▶ Problems to work on:
- A) Answer these questions about the forum thread on TiVo and cable DVRs:
(i) What size hard drive is in Cablevision's DVR?
(ii) How much per month did TWC charge for its DVR?
(iii) How many tuners does the TiVo XL that replaced the Motorola DVR have?
- B) In the forum thread on TiVo and cable DVRs, write out the passage starting at "## RGM1138 (Oct" and ending at "and Amazon apps.", with every "UI" changed to "interface".

▶ Extract to read:
──────
In my case, Cablevision's actual physical DVR is an:
- over 10 yr old model
- 80gb hard drive
- 2 tuners
- lots of pixelation / bad signal (All quality issues have gone away since switching to TiVo, so it was the crap hardware, not an actual bad signal) 
- slow as (word for fecal matter)
- no plans for newer hardware models

Cablevision is moving to a "Network DVR model". That's not a true DVR in the standard sense because you have no physical hardware. Everything you are watching is essentially like how OnDemand works, slow response...again on top of slow physical boxes with bad software.

I was ready to get rid of Cablevision the minute that FIOS ever became available (which is likely never), but now I am extremely happy with the service because with the TiVo hardware I have no issues. I used to curse at my cable box daily, but no more.

Everything else, like the built in apps on my Roamio is just icing on the cake.


----------



## tarheelblue32 (Jan 13, 2014)

My DVR from Time Warner Cable was absolute garbage, it only had 2 tuners, was constantly freezing and rebooting, and would store only maybe 20 or 30 hours of HD content. And TWC had the nerver to change me $25/month for it. My Roamio plus is lightyears ahead of the TWC DVR. Even the TiVo Minis work much better than the crappy standard cable boxes TWC was charing me $12/month for. In total, I'm saving about $50/month off my cable bill, and since I bought the TiVos with lifetime service, I will break even in about 24 months total.


----------



## waynomo (Nov 9, 2002)

Obviously you've never used a TiVo. It is far superior to any cable company box.


----------



## RGM1138 (Oct 6, 1999)

For me, I had a Motorola DVR with Cableone. The UI was horrible. You couldn't back out of any menu, you had to start over for everything. And the picture quality on the RF channels was terrible. And the remotes stopped working very often. Truly, a bad experience.

I had owned my own Tivos years ago, so I was familiar with them. So, I replaced the Moto with a TiVo XL with 4 tuners. It came with the cards already installed, and the tech setup the Wi-Fi in no time. And, now I can record 4 shows at the same time, the picture quality on all channels is excellent and the UI is light years better than on the Moto. And searches are a pleasure instead of a chore.

Not to mention, the extra storage capacity on the XL. And the Netflix and Amazon apps.

Plus, I also have a DirecTV with 5 tuners for any conflict problems. 

ETA: With my cableco TiVo, I'm not paying a monthly subscription charge. I'm still paying the same amount as I was for a crappy box and poor pictures.


----------



## ncted (May 13, 2007)

ame8199 said:


> Ok is really just curiosity and maybe I missed some features of Tivo..
> 
> Why would someone with cable use Tivo?
> 
> ...


Sheer desperation for something good rather than horrible at a lower price?
──────
Named-object pointing records

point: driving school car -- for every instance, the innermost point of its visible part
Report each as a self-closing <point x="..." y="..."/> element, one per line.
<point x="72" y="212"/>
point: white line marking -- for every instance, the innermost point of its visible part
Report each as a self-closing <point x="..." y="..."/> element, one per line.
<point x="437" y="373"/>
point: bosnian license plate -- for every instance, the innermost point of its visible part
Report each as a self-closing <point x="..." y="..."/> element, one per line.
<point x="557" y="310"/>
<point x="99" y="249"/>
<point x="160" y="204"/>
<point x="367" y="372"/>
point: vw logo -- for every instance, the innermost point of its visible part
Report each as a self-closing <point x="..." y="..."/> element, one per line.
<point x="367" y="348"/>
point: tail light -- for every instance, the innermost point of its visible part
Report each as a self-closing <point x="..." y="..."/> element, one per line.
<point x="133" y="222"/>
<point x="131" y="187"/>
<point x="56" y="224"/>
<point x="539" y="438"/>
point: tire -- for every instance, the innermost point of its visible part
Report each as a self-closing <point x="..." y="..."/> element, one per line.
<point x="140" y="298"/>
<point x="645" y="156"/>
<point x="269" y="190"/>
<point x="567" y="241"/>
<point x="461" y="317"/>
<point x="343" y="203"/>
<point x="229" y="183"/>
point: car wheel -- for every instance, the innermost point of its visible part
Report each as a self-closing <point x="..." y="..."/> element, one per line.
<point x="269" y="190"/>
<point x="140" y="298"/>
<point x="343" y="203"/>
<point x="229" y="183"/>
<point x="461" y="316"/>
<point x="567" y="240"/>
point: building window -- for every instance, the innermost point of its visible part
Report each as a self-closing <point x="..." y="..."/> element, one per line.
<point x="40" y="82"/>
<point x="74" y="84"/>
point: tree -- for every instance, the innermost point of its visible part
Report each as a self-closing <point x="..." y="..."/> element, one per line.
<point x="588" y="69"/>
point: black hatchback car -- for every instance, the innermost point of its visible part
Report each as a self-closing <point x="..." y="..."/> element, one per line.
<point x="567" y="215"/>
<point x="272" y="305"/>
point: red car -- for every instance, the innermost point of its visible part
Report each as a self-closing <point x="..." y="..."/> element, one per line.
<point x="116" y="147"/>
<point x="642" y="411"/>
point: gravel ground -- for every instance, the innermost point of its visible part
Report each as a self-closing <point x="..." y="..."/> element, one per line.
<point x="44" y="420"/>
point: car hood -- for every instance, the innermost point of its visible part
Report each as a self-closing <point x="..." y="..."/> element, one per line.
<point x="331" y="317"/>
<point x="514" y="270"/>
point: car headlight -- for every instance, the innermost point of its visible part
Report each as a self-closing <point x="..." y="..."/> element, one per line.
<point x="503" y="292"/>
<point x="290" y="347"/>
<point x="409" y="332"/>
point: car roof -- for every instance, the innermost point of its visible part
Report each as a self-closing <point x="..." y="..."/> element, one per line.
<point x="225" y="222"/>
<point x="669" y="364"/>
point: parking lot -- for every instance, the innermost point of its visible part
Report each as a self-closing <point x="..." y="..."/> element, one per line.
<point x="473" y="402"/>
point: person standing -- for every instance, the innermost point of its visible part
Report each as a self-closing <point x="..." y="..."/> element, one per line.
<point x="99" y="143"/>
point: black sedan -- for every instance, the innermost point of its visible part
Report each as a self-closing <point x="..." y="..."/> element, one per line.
──────
▶ Answers to the problems:
- A)
(i) 80gb
(ii) $25
(iii) 4

- B)
## RGM1138 (Oct 6, 1999)

For me, I had a Motorola DVR with Cableone. The interface was horrible. You couldn't back out of any menu, you had to start over for everything. And the picture quality on the RF channels was terrible. And the remotes stopped working very often. Truly, a bad experience.

I had owned my own Tivos years ago, so I was familiar with them. So, I replaced the Moto with a TiVo XL with 4 tuners. It came with the cards already installed, and the tech setup the Wi-Fi in no time. And, now I can record 4 shows at the same time, the picture quality on all channels is excellent and the interface is light years better than on the Moto. And searches are a pleasure instead of a chore.

Not to mention, the extra storage capacity on the XL. And the Netflix and Amazon apps.